• _Page_
The second defense interest, however, is very much present in this case: “the anxiety and concern suffered by the accused.” Id. The Supreme Court has stated that this factor requires defendants to identify “any restraint on liberty, disruption of employment, strain on financial resources, [or] exposure to public obloquy” that is greater than that faced by “anyone openly subject to criminal investigation.” United States v. MacDonald, 456 U.S. 1, 9 (1982). Here, these Defendants have been subject to stringent conditions of supervision since the time of their arrest in September, 2022. Initially, they were confined to their home on 24/7 electronic monitoring, preventing them from working or even performing routine tasks like transporting their children to school. As time passed, the Court entered orders, mostly but not always with Government consent, relaxing some of the conditions to allow additional freedoms, removing electronic monitoring in favor of a curfew requiring the Defendants to be in their homes for twelve hours per day, and eventually allowing the Defendants to seek and maintain employment under certain restrictive conditions. Even that modification, however, has not permitted the Defendants to find work, because they have been unable to overcome the effect of the other pretrial restrictions and the reputational damage inflicted by the unusual charges in this case. Recently, on April 26, 2024, Defendants filed another motion seeking to further modify their conditions of release, explaining:

Under Defendants' current conditions of release, they

may interview for and accept employment as approved by Pretrial Services. If agreed to by Pretrial Services and if [the] prospective employer is given adequate notice of the nature of the pending charges, Pretrial Services is permitted to approve work that may require access to protected health information assuming adequate safeguards are in place
Defendants ask the Court to remove all restrictions on their ability to seek employment. As a matter of prudence, Defendants will continue to notify prospective employers about the pending charges, because any routine internet search will reveal the press coverage of the initial indictment and arrests. However, Pretrial's understandable caution about complying with a Court order requiring “adequate safeguards” about access to protected health information has resulted in
delays and extra communication with prospective employers that Defendants believe have hampered their attempts to find work. . . Defendants have diligently complied with all conditions of release since September 2022, without any infractions. They have already spent nearly all of their personal resources and savings defending themselves. They are desperate to find work to provide for themselves and their two young children.

• _Direction_
Could you carry on the passage about the defendants' pretrial release conditions from the point where it stops? The lines after this passage are separate material and have no connection to it.

• _Stored data_
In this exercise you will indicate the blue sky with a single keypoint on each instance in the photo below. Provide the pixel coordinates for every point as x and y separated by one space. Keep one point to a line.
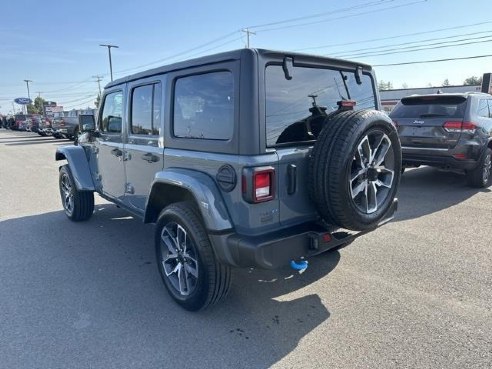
56 44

• _Result of the task_
ECF 196 at 1-2 (internal citations omitted). Defendants, a married couple who have been effectively accused of a failed attempt at espionage in extensive press coverage though not formally in the indicted charges, have been unable to find work to support their family for a time already exceeding eighteen months. The “public obloquy” associated with this case has been far greater than that experienced by the average defendant, due to the nature of the charges and the extensive national media attention. And the disruption of employment and resulting strain on financial resources (in addition to the costs of this litigation which include those associated with a lengthy jury trial ending in mistrial) have caused substantial and extraordinary anxiety and concern, particularly in light of the fact that both adult members of Defendants' family are facing these charges together and have been subjected to the same delays.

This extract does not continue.